== PASSAGE PROVIDED ==
------------------------------------
The ``keys`` argument adds another axis level to the resulting index or column (creating
a :class:`MultiIndex`) associate specific keys with each original :class:`DataFrame`.

.. ipython:: python

   result = pd.concat(frames, keys=["x", "y", "z"])
   result
   result.loc["y"]

.. ipython:: python
   :suppress:

   @savefig merging_concat_keys.png
   p.plot(frames, result, labels=["df1", "df2", "df3"], vertical=True)
   plt.close("all");

The ``keys`` argument cane override the column names
when creating a new :class:`DataFrame` based on existing :class:`Series`.

.. ipython:: python

   s3 = pd.Series([0, 1, 2, 3], name="foo")
   s4 = pd.Series([0, 1, 2, 3])
   s5 = pd.Series([0, 1, 4, 5])

   pd.concat([s3, s4, s5], axis=1)
   pd.concat([s3, s4, s5], axis=1, keys=["red", "blue", "yellow"])

You can also pass a dict to :func:`concat` in which case the dict keys will be used
for the ``keys`` argument unless other ``keys`` argument is specified:

.. ipython:: python

   pieces = {"x": df1, "y": df2, "z": df3}
   result = pd.concat(pieces)
   result

.. ipython:: python
   :suppress:

   @savefig merging_concat_dict.png
   p.plot([df1, df2, df3], result, labels=["df1", "df2", "df3"], vertical=True);
   plt.close("all");

.. ipython:: python

   result = pd.concat(pieces, keys=["z", "y"])
------------------------------------
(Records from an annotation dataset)
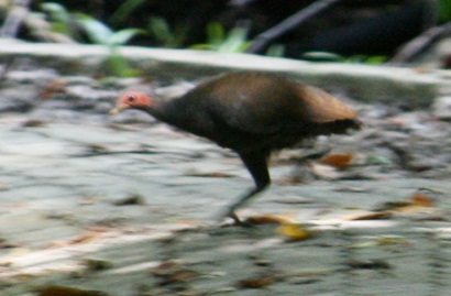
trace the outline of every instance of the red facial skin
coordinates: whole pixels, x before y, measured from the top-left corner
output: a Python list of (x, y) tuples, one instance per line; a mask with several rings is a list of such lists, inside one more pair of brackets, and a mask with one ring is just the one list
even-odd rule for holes
[(110, 113), (119, 113), (125, 109), (146, 109), (152, 107), (153, 100), (138, 91), (128, 91), (123, 94), (117, 101), (114, 109)]

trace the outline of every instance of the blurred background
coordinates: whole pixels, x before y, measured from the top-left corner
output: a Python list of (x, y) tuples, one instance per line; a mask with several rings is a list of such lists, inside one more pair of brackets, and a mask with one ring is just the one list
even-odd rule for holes
[[(424, 63), (449, 35), (451, 1), (2, 0), (0, 12), (2, 37), (33, 42), (113, 36), (117, 44), (399, 65)], [(448, 68), (449, 59), (442, 54), (433, 65)]]

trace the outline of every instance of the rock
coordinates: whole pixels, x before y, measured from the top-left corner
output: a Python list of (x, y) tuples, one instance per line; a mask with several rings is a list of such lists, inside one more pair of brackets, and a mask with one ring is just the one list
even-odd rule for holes
[(451, 96), (437, 98), (432, 105), (432, 114), (441, 120), (451, 120)]

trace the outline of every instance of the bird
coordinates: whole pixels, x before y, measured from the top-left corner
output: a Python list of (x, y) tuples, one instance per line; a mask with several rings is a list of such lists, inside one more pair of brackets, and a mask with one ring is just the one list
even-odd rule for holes
[(239, 155), (255, 187), (240, 196), (221, 216), (239, 224), (237, 210), (271, 185), (272, 152), (294, 147), (318, 135), (343, 134), (362, 127), (350, 106), (324, 90), (260, 72), (219, 75), (169, 100), (127, 91), (110, 113), (127, 109), (142, 110)]

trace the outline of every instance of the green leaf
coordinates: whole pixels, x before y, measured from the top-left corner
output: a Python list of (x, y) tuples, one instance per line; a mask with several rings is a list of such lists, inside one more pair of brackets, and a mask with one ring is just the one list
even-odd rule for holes
[(109, 45), (123, 45), (128, 43), (132, 37), (144, 34), (144, 30), (140, 29), (123, 29), (121, 31), (114, 32), (108, 40)]
[(155, 39), (157, 39), (163, 44), (169, 43), (173, 39), (169, 25), (163, 18), (151, 18), (148, 21), (148, 30), (152, 32)]
[(224, 42), (224, 29), (220, 23), (209, 23), (207, 25), (208, 43), (220, 46)]
[(108, 45), (113, 31), (102, 22), (85, 14), (77, 14), (77, 21), (88, 34), (89, 40), (96, 44)]
[(68, 24), (70, 22), (70, 14), (62, 4), (54, 2), (45, 2), (41, 4), (41, 10), (47, 13), (52, 21)]
[(250, 43), (246, 42), (248, 28), (235, 28), (230, 31), (226, 41), (219, 46), (221, 53), (239, 53), (245, 51)]
[(113, 26), (119, 25), (123, 20), (127, 20), (140, 6), (144, 3), (144, 0), (127, 0), (113, 12), (110, 18), (110, 23)]

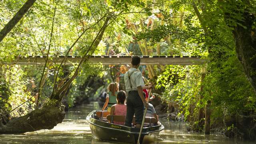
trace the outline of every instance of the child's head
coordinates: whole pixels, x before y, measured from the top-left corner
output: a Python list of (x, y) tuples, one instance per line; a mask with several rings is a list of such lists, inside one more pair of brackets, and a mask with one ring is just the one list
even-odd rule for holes
[(118, 87), (116, 86), (116, 84), (112, 82), (108, 85), (108, 90), (111, 92), (113, 96), (115, 96), (116, 92), (118, 90)]
[(118, 104), (124, 104), (125, 98), (126, 97), (126, 94), (123, 90), (120, 90), (117, 93), (116, 100)]

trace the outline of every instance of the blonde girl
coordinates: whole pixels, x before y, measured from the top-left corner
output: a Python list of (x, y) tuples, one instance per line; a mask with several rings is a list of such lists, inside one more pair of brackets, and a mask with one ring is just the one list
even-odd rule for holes
[(110, 111), (111, 106), (116, 104), (116, 95), (118, 92), (118, 86), (117, 82), (112, 82), (108, 85), (108, 93), (106, 98), (106, 102), (102, 110), (108, 106), (108, 112)]

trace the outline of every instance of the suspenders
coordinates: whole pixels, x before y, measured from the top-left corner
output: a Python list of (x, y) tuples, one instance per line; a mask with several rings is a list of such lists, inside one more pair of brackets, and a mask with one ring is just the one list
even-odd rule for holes
[(132, 75), (132, 73), (133, 73), (133, 72), (135, 72), (135, 70), (134, 70), (133, 71), (132, 71), (130, 74), (128, 74), (128, 78), (129, 78), (129, 82), (130, 82), (130, 84), (131, 86), (131, 91), (132, 91), (132, 82), (131, 82), (131, 75)]

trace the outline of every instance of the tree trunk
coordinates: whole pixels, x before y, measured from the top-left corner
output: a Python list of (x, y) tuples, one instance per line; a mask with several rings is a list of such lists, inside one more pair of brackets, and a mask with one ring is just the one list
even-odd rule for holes
[(233, 31), (236, 42), (237, 57), (242, 64), (245, 74), (256, 93), (256, 31), (252, 29), (255, 17), (245, 13), (242, 24), (245, 29), (238, 25)]
[(4, 37), (15, 26), (16, 24), (22, 18), (28, 9), (33, 5), (36, 0), (28, 0), (24, 4), (23, 6), (16, 13), (15, 15), (12, 18), (7, 24), (5, 25), (1, 32), (0, 32), (0, 42), (3, 40)]
[[(242, 9), (243, 7), (250, 8), (252, 6), (249, 0), (243, 2), (244, 5), (242, 6), (232, 2), (224, 2), (221, 0), (218, 2), (222, 3), (221, 4), (223, 7), (226, 7), (226, 11), (224, 12), (225, 19), (228, 25), (234, 28), (232, 32), (236, 43), (238, 58), (256, 93), (256, 30), (254, 28), (256, 17), (253, 14), (254, 12), (251, 12), (250, 8)], [(234, 12), (242, 12), (238, 14), (242, 16), (242, 20), (235, 19), (235, 17), (233, 16)], [(236, 26), (229, 25), (228, 22), (230, 20), (238, 24)]]
[(14, 118), (0, 127), (0, 134), (22, 133), (42, 129), (50, 130), (61, 123), (65, 116), (65, 106), (57, 102), (46, 104), (24, 116)]

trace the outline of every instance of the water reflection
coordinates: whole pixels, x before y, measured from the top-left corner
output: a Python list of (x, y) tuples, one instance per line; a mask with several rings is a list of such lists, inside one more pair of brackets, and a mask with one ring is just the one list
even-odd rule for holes
[[(0, 135), (0, 144), (114, 144), (92, 138), (86, 116), (93, 109), (98, 109), (96, 102), (71, 109), (63, 122), (54, 128), (27, 132), (23, 134)], [(161, 122), (165, 129), (159, 134), (155, 144), (255, 144), (254, 142), (236, 142), (225, 136), (186, 131), (186, 124), (182, 122)], [(38, 134), (38, 136), (37, 134)]]

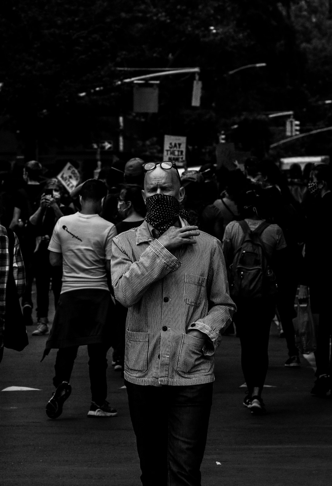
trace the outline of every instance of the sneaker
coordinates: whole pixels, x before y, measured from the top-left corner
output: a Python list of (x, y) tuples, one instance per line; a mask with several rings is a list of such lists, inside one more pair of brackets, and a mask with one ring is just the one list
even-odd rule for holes
[(292, 368), (299, 367), (301, 366), (299, 358), (299, 356), (291, 356), (285, 363), (285, 366)]
[(88, 417), (116, 417), (117, 415), (117, 412), (115, 408), (111, 408), (109, 402), (105, 400), (102, 405), (97, 405), (94, 401), (92, 401), (87, 416)]
[(246, 395), (244, 399), (243, 399), (243, 404), (245, 407), (247, 407), (248, 408), (250, 408), (251, 403), (251, 397), (250, 395)]
[(35, 331), (33, 331), (32, 336), (43, 336), (49, 333), (49, 327), (46, 322), (43, 322), (41, 319), (37, 324), (38, 327)]
[(251, 398), (249, 408), (250, 412), (254, 415), (263, 415), (266, 412), (263, 400), (257, 395)]
[(116, 361), (116, 362), (115, 363), (114, 371), (122, 371), (122, 365), (121, 364), (119, 361)]
[(316, 397), (326, 397), (331, 389), (330, 378), (327, 375), (322, 375), (315, 382), (310, 393)]
[(32, 326), (33, 321), (32, 318), (32, 307), (30, 304), (25, 304), (22, 308), (23, 320), (26, 326)]
[(46, 405), (46, 415), (50, 418), (57, 418), (62, 413), (62, 406), (71, 393), (68, 382), (63, 382), (57, 387)]

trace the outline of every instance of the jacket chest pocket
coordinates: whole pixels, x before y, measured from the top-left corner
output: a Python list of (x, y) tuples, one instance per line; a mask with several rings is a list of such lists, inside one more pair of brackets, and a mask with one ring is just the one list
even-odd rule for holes
[(189, 305), (199, 306), (206, 293), (206, 277), (187, 274), (184, 278), (183, 299)]

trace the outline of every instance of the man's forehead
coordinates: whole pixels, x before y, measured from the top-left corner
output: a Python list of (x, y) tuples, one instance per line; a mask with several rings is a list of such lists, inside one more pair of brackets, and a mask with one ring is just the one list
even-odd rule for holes
[(165, 184), (174, 185), (176, 177), (178, 175), (175, 169), (163, 169), (157, 165), (152, 171), (148, 171), (145, 174), (145, 183), (154, 184), (156, 182), (163, 182)]

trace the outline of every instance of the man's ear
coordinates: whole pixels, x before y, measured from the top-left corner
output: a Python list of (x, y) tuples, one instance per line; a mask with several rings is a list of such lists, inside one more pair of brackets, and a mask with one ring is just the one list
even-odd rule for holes
[(179, 202), (182, 203), (183, 200), (183, 198), (184, 197), (184, 194), (185, 194), (185, 190), (184, 187), (181, 187), (179, 190)]

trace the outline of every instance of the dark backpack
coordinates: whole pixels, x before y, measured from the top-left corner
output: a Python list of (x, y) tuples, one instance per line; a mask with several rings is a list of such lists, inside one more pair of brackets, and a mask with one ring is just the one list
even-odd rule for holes
[(277, 293), (276, 278), (261, 239), (270, 225), (263, 222), (251, 231), (246, 221), (239, 221), (244, 233), (231, 265), (230, 293), (234, 298), (262, 298)]

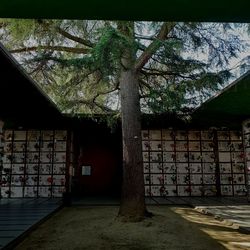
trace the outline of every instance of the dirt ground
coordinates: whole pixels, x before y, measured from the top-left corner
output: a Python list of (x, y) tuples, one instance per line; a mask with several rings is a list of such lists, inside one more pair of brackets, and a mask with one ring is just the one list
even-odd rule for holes
[(116, 219), (118, 207), (66, 207), (32, 231), (15, 250), (250, 249), (250, 236), (191, 208), (151, 206), (152, 218)]

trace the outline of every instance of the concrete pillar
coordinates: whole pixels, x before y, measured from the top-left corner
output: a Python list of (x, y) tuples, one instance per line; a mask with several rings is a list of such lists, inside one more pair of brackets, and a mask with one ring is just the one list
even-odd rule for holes
[(250, 119), (243, 121), (242, 131), (243, 131), (243, 143), (245, 152), (247, 198), (248, 201), (250, 202)]

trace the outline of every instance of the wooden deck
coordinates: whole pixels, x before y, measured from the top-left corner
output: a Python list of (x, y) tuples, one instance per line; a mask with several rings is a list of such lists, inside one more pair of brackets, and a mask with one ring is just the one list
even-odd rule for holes
[(61, 199), (0, 199), (0, 249), (12, 249), (25, 236), (62, 206)]

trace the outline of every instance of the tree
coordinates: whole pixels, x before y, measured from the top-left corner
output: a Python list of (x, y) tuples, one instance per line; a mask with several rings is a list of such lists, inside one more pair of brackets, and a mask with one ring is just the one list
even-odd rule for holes
[(229, 78), (229, 59), (244, 47), (236, 24), (2, 20), (1, 27), (4, 44), (62, 109), (120, 112), (119, 215), (130, 221), (148, 215), (141, 111), (184, 112), (197, 105)]

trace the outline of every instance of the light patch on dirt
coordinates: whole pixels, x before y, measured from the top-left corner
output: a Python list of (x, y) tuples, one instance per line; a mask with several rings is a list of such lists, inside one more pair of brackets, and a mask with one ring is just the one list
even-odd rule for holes
[[(15, 249), (227, 249), (225, 242), (223, 242), (224, 246), (220, 244), (221, 238), (215, 238), (209, 232), (214, 230), (216, 234), (218, 232), (217, 228), (213, 224), (206, 225), (209, 220), (202, 222), (203, 218), (207, 219), (208, 216), (201, 215), (190, 208), (173, 208), (169, 206), (152, 206), (149, 207), (149, 211), (153, 212), (155, 216), (142, 222), (123, 223), (116, 220), (118, 207), (83, 206), (63, 208), (30, 233)], [(190, 216), (193, 216), (193, 218)], [(199, 221), (197, 221), (198, 218)], [(212, 220), (211, 217), (210, 220)], [(216, 221), (216, 223), (219, 222)], [(225, 225), (222, 225), (222, 228), (224, 227)], [(237, 233), (235, 229), (231, 230)]]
------------------------------------
== STATED GOAL A ==
In the passage on concatenation keys, begin at the words "You can also" and stop after "result = pd.concat(pieces)". Replace "pieces" with "chunks" wherever it occurs.
== STATED GOAL B ==
List the variable names given to the Series objects created in the passage on concatenation keys.

== EXERCISE OUTPUT A ==
You can also pass a dict to :func:`concat` in which case the dict keys will be used
for the ``keys`` argument unless other ``keys`` argument is specified:

.. ipython:: python

   chunks = {"x": df1, "y": df2, "z": df3}
   result = pd.concat(chunks)

== EXERCISE OUTPUT B ==
s3, s4, s5